> Provided material

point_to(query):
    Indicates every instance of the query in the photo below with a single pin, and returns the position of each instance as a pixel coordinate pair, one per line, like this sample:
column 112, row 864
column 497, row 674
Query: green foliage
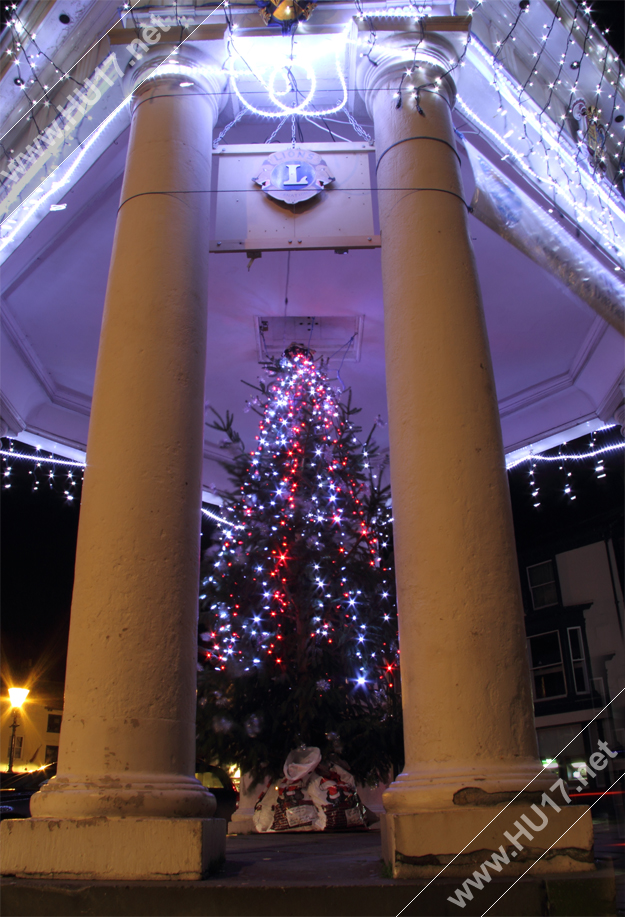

...

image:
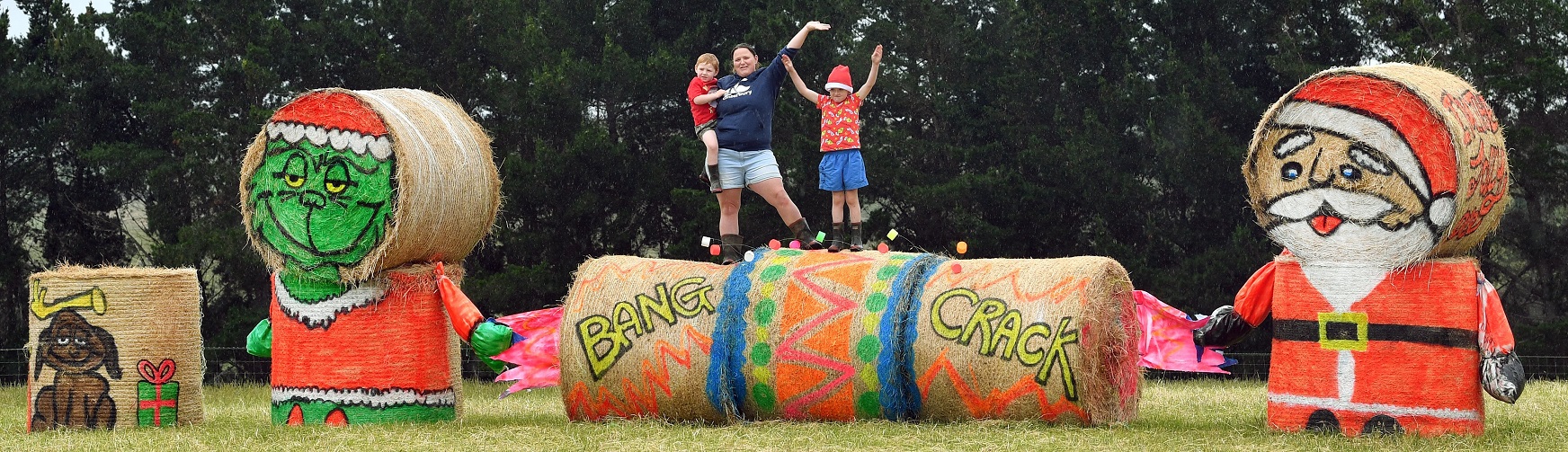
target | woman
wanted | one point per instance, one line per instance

> Short task
Copy out every line in the records above that contains the string "instance".

> Answer in full
    Indicates every instance of the query in the photo below with a single pin, and returns the position of each instance as a pixel coordinate pair, one per line, like this sample:
wanted | one point per instance, one line per instance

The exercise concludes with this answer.